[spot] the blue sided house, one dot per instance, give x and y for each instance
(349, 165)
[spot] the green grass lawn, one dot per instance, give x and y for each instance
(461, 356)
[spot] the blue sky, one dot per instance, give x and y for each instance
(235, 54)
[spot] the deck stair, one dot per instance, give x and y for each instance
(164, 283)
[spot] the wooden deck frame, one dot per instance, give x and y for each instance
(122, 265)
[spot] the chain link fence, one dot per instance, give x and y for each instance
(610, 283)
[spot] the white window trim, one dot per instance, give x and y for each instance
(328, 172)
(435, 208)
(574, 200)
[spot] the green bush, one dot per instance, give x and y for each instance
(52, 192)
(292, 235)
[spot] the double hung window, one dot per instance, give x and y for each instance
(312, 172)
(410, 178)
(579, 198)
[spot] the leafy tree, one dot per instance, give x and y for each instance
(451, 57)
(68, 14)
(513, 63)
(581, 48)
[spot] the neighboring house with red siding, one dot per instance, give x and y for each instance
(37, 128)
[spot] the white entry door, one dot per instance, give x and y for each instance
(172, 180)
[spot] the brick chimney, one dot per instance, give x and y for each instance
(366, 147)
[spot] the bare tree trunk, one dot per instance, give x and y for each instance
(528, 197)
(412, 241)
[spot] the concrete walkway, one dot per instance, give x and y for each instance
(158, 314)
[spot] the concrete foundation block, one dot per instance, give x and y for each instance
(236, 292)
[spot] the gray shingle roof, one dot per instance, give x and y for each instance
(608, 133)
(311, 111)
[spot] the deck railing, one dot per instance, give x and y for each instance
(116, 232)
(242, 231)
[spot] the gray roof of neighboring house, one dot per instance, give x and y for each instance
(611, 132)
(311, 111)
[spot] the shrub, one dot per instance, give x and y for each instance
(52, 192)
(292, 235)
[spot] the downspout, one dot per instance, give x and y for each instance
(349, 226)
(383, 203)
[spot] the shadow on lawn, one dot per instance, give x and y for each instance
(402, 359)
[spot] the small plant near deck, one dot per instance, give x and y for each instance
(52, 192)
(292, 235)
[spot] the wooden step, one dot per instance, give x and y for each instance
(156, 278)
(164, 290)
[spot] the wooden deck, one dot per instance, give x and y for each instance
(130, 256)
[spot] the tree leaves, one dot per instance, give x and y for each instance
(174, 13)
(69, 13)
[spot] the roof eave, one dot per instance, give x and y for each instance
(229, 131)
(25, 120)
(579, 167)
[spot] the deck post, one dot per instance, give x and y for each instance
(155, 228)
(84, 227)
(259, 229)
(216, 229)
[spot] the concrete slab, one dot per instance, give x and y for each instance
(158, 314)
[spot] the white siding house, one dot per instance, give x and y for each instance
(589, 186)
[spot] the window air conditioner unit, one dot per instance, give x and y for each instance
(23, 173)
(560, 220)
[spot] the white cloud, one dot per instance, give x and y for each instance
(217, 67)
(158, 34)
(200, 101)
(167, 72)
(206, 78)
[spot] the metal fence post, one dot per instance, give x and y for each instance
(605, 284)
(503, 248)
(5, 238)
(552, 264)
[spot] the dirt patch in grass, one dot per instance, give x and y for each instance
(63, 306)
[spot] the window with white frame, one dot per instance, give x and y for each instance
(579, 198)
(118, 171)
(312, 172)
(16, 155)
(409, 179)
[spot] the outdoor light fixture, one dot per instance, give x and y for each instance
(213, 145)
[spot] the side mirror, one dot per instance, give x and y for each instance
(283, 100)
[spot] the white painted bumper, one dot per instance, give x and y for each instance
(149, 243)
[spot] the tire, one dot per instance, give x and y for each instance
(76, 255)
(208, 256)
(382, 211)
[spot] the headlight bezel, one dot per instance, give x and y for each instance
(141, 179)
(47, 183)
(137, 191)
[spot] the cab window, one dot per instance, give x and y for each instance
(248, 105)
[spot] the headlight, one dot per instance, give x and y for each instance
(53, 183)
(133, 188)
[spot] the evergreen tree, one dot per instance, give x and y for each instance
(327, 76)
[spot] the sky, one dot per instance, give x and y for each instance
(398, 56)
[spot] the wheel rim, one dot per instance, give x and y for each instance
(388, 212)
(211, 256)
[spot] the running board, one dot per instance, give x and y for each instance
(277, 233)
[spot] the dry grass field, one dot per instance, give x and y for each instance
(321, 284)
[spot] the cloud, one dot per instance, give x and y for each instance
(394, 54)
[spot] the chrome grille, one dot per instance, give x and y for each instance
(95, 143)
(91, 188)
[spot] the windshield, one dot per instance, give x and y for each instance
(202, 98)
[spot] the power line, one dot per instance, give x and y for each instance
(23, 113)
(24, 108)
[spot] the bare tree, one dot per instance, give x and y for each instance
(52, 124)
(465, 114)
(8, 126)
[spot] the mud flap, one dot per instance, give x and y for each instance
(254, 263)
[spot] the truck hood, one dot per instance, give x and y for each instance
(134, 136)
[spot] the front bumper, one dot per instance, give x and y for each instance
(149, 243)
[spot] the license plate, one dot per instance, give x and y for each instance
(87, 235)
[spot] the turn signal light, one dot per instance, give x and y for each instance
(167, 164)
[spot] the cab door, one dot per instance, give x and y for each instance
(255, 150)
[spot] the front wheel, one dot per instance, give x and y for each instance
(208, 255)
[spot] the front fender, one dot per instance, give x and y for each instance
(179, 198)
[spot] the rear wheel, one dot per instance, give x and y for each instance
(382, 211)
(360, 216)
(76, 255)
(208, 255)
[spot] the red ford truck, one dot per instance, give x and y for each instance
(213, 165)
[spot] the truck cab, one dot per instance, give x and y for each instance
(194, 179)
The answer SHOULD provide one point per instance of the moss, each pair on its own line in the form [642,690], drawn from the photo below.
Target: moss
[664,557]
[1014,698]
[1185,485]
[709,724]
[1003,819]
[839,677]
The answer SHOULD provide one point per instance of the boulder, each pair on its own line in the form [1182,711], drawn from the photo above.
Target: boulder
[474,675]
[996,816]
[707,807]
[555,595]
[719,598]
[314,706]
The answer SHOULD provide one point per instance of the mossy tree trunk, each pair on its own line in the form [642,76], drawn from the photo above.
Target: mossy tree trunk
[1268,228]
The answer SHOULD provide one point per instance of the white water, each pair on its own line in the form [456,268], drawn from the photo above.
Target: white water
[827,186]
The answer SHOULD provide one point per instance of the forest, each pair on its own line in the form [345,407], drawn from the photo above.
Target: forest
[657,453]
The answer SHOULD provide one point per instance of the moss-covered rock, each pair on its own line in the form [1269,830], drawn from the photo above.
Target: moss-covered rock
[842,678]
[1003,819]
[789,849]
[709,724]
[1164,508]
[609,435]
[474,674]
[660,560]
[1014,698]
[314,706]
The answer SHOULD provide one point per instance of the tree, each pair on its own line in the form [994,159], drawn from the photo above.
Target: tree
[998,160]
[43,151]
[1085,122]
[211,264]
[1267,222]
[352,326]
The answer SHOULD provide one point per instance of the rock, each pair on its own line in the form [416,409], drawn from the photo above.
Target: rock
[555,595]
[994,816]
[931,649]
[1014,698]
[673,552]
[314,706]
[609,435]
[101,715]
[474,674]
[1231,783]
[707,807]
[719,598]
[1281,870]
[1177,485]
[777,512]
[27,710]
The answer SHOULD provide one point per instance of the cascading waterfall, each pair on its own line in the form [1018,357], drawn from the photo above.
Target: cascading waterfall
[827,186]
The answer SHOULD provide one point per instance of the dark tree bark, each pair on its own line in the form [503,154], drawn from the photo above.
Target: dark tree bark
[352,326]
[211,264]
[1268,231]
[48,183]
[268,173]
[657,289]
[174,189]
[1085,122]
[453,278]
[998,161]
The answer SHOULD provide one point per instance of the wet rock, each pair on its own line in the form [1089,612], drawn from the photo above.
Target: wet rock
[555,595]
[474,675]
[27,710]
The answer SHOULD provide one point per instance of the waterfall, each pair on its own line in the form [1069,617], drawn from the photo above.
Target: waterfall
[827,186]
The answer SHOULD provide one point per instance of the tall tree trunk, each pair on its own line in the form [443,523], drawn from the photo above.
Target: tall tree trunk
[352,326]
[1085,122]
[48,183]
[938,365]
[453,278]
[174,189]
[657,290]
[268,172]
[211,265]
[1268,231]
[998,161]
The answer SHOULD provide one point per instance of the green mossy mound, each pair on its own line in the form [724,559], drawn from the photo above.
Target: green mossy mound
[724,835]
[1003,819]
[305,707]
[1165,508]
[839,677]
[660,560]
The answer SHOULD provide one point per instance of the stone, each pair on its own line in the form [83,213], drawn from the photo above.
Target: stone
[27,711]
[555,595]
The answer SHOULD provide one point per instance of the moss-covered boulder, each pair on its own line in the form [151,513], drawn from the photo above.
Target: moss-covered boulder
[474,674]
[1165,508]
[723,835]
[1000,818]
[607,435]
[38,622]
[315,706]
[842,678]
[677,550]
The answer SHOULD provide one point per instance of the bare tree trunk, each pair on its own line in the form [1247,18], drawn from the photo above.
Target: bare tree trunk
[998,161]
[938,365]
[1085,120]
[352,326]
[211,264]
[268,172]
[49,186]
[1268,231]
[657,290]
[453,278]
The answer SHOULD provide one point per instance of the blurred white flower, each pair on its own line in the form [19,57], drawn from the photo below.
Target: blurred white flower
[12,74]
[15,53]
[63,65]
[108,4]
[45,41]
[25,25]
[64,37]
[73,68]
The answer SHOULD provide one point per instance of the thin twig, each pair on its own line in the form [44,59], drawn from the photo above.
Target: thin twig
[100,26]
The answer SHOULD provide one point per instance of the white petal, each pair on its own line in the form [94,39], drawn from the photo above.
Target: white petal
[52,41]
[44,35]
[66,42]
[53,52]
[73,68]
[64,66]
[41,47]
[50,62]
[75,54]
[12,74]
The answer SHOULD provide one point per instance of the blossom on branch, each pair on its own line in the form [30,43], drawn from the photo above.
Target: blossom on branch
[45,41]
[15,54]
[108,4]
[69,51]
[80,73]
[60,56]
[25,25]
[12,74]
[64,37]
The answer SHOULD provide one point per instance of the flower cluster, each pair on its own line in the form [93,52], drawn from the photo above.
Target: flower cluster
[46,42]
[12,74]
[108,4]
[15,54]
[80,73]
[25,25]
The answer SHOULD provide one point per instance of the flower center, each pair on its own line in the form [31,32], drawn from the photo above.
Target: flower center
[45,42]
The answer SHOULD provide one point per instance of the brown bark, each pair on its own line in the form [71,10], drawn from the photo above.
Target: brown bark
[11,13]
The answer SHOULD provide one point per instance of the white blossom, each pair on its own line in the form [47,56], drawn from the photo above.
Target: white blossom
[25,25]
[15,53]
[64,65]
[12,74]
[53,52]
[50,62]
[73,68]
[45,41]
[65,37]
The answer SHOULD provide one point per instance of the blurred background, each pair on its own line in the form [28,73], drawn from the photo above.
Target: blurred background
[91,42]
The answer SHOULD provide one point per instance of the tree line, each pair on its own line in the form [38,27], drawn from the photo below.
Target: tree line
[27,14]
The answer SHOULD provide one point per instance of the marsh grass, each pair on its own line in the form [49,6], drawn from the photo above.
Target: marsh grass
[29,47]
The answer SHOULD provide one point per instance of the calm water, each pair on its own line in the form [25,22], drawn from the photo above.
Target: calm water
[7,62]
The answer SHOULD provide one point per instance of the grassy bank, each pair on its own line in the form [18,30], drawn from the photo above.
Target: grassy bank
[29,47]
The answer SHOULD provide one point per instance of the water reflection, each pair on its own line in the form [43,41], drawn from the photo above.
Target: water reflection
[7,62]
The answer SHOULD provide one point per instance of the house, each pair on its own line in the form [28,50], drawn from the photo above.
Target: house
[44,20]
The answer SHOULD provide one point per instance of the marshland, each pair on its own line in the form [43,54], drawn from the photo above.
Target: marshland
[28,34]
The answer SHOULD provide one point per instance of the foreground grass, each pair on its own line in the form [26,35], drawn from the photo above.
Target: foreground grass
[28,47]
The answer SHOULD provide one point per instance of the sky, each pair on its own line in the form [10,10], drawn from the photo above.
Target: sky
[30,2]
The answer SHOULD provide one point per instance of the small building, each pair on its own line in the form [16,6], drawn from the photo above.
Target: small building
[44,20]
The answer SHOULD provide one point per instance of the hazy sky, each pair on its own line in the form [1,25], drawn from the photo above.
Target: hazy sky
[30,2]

•••••

- INSTRUCTIONS FOR THE TASK: Taking the lines above, repeat exactly those from the line that contains "[1069,617], drawn from the photo above." through the line that contains "The answer SHOULD provide one point per instance of the bare", and both of those lines as well. Include nothing else.

- EXERCISE SOLUTION:
The answer SHOULD provide one point per instance of the waterfall, each pair on its own line in the form [1069,617], drawn from the photo above.
Target: waterfall
[827,186]
The answer SHOULD provide one point per instance of the tall tree trunk, each pair on its own line in the form [443,523], drawn from the photo above.
Target: tall tree trunk
[352,326]
[1085,122]
[48,183]
[938,365]
[453,278]
[174,189]
[657,290]
[268,172]
[211,265]
[1268,231]
[998,161]
The answer SHOULD provide one point per instance of the green mossy mound, each pair on its own line in the form [724,559], drawn from the photo above.
Target: green mossy mound
[724,835]
[1003,819]
[305,707]
[1165,508]
[839,677]
[660,560]
The answer SHOULD provide one point per instance of the stone, each pair on its own line in the form [83,213], drawn from the photo above.
Target: stone
[27,711]
[555,595]
The answer SHOULD provide one point per instance of the moss-covered boulder, each pair on its own line in the form [151,513], drawn from the photo above.
Target: moss-covered boulder
[474,674]
[1165,508]
[723,835]
[1000,818]
[607,435]
[38,622]
[315,706]
[842,678]
[677,550]
The answer SHOULD provide one point per instance of the bare tree trunk, each pair on its own line in the form [1247,18], drawn from the photo above.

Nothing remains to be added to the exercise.